Extracted text:
=== Begin Enclosure ===
There's nothing like a hard drive failure to bring one's backup strategy into sharp focus, and lately I seem to be surrounded by hard drive failures. The first incident occurred just before finals week, when I lost my laptop's year-old 500 GB internal drive after a spontaneous crash. The computer simply would not boot up again, although I could hear it spinning. A couple weeks later, a similar failure struck the five-year old drive in a desktop computer at home. Shortly after that I got a call from a colleague inquiring whether I could help him with an identical pair of external drives that he'd owned for two years, and which his computer no longer recognized. It turned out that each of the hard drives involved had suffered mechanical failure, and no amount of software diagnostics, recovery tools, or voodoo rituals could bring them back to life.
I had current weekly backups for both of my drives, although I discovered that just before final exams weekly backups are just not enough. I wish I could say the same for my colleague's drives, but I cannot. His identical drives were alternated to produce rotating backups, and he lost substantial data from the older backups.
Those of us who buy hard disk storage for ourselves or our organization are aware that hard drives have simultaneously increased in capacity and decreased in price. It's actually becoming difficult to buy a hard drive of less that 400 GB capacity. Most are 750 GB and up, which means that losing an entire drive can mean losing a lot more content. Seagate, for example, has announced their upcoming 3 TB drives that could be available before the end of the year. It also means that the 2 TB drives will be significantly marked down. Today I saw a dealer's ad for a Seagate 1.5 terabyte drive for the princely sum of $70 with free shipping. But just how reliable can a huge drive be when it retails for $70 including shipping?
IS QUALITY STILL JOB ONE?
Although drive capacity has increased and manufacturing costs have dropped over time, I wonder whether drive reliability has actually decreased from what it was a decade ago. A Carnegie Mellon University report in 2007 debunked the concept that MTBF (Mean Time Before Failure) was an accurate predictor of hard drive longevity, and indicated that drive failure may begin much earlier than previously thought. Moreover, reliance on on a drive's self-testing SMART function may not give adequate warning, as Google pointed out in it's 2007 report . They found that drives often needed replacement for issues which SMART drive status polling did not or could not determine, and over half of failed drives did not raise any significant SMART flags at all.
=== End Enclosure ===
Brief 1:
Translate this sentence from the piece on hard drive failures into Spanish: "Those of us who buy hard disk storage for ourselves or our organization are aware that hard drives have simultaneously increased in capacity and decreased in price."
Brief 2:
Pick up the piece on hard drive failures after its final sentence and write the next paragraph.

Supplied data:
=== Begin Enclosure ===
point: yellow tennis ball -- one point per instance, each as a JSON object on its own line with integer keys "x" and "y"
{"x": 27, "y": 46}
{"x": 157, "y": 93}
=== End Enclosure ===
Task output 1:
Quienes compramos almacenamiento en discos duros para nosotros mismos o para nuestra organización sabemos que los discos duros han aumentado de capacidad y bajado de precio al mismo tiempo.

Task output 2:
Three to five years is considered by professionals to be the useful service life of a consumer-grade hard drive. Yet it may be telling that several drive vendors have reduced the length of their warranty period; Seagate's used to be a full five years on even their consumer drives, but it is now three years for the newest models. Manufacturing missteps which caused drives to fail prematurely have added to customer concerns over decreasing service life. Simply checking out customer ratings for hard drives on vendors' websites reveals a decline in quality and an increase in infant mortality -- hard drives that die within 30 days of use -- along with more negative comments and ratings from those who bought troubled drives.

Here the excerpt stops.